** START Extracted information **

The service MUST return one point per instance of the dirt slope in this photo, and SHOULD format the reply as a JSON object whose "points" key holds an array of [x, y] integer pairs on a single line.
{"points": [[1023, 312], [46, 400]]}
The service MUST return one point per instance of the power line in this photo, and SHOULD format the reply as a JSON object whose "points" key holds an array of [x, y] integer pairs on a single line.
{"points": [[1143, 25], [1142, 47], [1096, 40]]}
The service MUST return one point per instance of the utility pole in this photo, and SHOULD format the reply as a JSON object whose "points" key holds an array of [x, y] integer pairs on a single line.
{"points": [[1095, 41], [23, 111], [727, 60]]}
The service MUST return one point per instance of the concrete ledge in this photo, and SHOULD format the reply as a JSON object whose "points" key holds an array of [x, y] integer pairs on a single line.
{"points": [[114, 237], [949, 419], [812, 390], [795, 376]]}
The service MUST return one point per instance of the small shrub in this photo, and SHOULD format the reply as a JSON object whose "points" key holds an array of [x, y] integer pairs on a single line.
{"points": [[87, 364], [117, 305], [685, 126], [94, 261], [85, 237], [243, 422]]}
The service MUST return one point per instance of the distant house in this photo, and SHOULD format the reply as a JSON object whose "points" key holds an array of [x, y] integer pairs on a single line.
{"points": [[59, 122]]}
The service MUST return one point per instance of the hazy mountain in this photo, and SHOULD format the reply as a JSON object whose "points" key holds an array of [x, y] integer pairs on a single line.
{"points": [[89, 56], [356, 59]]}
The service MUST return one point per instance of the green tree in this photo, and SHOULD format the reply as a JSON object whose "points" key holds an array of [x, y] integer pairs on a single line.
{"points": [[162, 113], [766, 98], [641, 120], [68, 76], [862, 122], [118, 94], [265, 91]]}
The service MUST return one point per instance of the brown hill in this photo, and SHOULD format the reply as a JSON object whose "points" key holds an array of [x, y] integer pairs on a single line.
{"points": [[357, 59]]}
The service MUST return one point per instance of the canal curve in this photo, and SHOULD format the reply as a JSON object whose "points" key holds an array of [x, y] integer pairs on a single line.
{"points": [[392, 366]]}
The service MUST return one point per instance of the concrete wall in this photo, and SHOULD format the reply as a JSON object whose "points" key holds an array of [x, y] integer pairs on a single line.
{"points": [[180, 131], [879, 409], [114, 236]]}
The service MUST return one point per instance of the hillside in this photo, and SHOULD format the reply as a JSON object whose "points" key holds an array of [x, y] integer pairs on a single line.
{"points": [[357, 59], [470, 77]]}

** END Extracted information **

• What you should do
Can you edit the lines starting at the one that contains "The service MUST return one point per instance of the brown" and ending at the last line, putting "canal bend" in place of "canal curve" and keeping everything else the same?

• Full output
The service MUST return one point per instance of the brown hill in this photo, and SHOULD format the reply as a JSON object whose "points" key holds an array of [x, y] integer pairs on a single line.
{"points": [[357, 59]]}
The service MUST return one point per instance of the canal bend in this photo, and SHOULD format the reply as a JSON object whose "points" key holds an array of [x, y] integer pairs on a single line.
{"points": [[392, 366]]}
The service MUST return one point per instance of the concrete wall in this photo, and SHOULD format the reply as a JSON object whose "points" key holds an array of [x, y] integer pairs on a single line.
{"points": [[180, 131], [879, 409], [114, 236]]}
The service MUST return one point per instance of the hillside in this photo, and SHOULD format the reply as a JSON object whose "points" key holds an array of [x, y] integer pairs on a single line.
{"points": [[357, 59], [470, 77]]}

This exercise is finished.